[Work to complete]:
Set down, exactly as written, every line from the one containing "of the light" through the end of the listing.
Recorded information START
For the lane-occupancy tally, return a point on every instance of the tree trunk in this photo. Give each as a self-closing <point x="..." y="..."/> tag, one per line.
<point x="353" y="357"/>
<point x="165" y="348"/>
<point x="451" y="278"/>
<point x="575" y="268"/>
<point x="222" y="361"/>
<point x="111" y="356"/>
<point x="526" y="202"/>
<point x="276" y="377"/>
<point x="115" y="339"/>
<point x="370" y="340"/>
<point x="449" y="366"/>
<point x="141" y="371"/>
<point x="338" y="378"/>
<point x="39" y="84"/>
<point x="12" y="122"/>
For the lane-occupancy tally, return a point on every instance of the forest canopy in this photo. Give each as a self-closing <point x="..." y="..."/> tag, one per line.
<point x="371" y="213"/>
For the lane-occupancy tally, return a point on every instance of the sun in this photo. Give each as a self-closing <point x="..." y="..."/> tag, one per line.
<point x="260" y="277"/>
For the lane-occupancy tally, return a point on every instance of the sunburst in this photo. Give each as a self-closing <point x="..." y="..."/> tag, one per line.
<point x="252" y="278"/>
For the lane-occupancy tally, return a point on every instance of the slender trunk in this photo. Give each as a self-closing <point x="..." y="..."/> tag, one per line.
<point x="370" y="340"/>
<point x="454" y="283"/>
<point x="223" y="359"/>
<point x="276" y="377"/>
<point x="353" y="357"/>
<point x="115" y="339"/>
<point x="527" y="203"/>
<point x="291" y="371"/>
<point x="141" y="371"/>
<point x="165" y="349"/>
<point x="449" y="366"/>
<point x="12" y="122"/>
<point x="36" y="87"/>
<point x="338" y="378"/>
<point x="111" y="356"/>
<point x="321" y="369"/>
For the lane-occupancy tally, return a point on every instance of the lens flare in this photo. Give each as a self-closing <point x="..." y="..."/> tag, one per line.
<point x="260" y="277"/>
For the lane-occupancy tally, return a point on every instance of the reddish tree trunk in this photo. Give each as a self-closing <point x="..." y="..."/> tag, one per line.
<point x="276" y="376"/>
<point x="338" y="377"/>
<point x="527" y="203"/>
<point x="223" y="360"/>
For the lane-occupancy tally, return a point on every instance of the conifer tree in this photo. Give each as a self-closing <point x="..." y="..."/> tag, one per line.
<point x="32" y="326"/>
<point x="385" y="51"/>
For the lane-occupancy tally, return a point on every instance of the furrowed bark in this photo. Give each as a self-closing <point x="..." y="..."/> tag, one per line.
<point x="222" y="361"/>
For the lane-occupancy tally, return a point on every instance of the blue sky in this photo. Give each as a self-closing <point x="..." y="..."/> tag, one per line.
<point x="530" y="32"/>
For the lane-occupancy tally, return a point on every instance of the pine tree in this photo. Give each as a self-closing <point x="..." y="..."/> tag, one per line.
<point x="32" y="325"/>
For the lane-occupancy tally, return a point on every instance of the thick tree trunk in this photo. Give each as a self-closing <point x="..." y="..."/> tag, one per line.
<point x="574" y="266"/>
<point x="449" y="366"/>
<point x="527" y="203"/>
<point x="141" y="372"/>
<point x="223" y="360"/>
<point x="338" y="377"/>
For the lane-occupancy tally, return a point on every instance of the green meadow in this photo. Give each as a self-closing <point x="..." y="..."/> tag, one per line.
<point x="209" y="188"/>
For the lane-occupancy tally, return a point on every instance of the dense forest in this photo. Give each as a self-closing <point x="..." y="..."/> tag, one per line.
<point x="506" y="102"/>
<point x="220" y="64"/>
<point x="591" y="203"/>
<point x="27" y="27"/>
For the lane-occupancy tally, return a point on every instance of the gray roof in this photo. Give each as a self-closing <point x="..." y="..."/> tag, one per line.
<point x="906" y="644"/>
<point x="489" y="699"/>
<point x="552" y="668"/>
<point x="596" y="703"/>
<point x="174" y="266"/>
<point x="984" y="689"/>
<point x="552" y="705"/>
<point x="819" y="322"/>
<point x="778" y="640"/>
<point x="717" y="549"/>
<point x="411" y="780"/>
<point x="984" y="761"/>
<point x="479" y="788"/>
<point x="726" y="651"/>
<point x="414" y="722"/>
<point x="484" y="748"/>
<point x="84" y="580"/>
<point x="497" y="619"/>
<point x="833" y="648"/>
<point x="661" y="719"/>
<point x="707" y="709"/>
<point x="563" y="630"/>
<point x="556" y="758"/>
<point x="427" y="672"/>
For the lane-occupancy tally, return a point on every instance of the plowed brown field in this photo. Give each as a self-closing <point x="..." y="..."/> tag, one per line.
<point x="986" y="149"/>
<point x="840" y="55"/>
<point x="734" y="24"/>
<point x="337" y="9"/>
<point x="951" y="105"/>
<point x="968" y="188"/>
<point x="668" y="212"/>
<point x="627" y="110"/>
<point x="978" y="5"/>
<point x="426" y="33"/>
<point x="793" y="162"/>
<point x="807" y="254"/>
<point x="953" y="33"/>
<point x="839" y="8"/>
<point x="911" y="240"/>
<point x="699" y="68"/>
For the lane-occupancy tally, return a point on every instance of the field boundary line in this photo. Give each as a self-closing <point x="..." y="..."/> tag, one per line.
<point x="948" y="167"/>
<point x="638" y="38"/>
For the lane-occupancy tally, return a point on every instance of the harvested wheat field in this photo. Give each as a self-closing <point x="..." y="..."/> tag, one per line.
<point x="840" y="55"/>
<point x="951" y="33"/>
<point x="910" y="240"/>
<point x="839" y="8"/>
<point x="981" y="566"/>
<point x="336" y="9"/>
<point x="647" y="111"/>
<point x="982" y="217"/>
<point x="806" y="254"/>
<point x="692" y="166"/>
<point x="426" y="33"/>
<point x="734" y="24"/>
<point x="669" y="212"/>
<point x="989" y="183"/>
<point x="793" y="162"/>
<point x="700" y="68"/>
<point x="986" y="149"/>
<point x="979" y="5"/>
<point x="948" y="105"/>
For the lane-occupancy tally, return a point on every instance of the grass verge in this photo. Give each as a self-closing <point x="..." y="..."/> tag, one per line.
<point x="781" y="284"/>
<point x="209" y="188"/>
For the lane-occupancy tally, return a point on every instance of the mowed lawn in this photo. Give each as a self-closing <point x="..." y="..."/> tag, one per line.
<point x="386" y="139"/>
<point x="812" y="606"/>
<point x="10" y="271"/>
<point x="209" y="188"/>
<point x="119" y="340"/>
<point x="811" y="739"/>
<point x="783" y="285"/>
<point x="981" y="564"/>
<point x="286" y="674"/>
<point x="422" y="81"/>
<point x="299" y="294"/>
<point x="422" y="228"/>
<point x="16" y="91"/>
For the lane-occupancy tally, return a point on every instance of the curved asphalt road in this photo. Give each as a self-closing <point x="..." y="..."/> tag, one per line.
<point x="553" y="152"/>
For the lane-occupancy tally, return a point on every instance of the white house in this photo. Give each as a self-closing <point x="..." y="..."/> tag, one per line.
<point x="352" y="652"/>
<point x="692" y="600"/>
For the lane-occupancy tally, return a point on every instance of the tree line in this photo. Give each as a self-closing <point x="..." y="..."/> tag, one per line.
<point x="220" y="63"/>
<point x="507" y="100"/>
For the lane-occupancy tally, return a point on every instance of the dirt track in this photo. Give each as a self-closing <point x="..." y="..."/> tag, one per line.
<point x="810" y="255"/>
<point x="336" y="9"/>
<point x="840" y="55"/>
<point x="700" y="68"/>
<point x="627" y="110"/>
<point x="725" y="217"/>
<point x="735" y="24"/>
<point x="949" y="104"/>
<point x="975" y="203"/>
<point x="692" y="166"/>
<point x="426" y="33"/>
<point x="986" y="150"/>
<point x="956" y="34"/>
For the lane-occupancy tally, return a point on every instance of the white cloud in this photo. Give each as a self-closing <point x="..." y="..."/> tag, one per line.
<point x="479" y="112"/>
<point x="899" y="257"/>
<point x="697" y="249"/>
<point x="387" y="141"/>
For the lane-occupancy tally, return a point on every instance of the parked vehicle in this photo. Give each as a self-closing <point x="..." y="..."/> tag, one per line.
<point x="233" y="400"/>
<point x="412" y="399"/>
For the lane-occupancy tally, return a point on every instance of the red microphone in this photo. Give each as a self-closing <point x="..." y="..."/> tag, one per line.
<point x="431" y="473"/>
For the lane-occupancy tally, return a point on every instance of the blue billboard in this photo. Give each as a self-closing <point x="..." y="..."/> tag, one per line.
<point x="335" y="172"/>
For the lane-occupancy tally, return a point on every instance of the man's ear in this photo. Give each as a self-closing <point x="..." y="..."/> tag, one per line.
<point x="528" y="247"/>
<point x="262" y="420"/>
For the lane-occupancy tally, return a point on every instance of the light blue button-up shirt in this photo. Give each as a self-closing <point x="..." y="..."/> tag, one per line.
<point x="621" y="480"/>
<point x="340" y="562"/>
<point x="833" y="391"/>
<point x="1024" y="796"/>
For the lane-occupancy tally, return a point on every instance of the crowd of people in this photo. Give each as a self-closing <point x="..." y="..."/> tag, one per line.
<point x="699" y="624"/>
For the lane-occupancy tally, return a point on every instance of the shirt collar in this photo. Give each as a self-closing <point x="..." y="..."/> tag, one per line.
Recorded information END
[Exercise answer]:
For the lane-occupancy tally, return a point on every instance of the light blue button-up shirt in this photo. Give each as a self-closing <point x="..." y="..."/> tag, one per line.
<point x="621" y="480"/>
<point x="340" y="562"/>
<point x="833" y="391"/>
<point x="1024" y="796"/>
For the lane-occupancy tally, return a point on every instance of the crowd of people in this photo. Give each as a self-closing <point x="..." y="..."/> tag, one per line.
<point x="699" y="624"/>
For the lane-occupancy tally, return a point on every instance of the shirt collar in this photo. Give each as a self-closing <point x="..." y="..."/> tag, one per line.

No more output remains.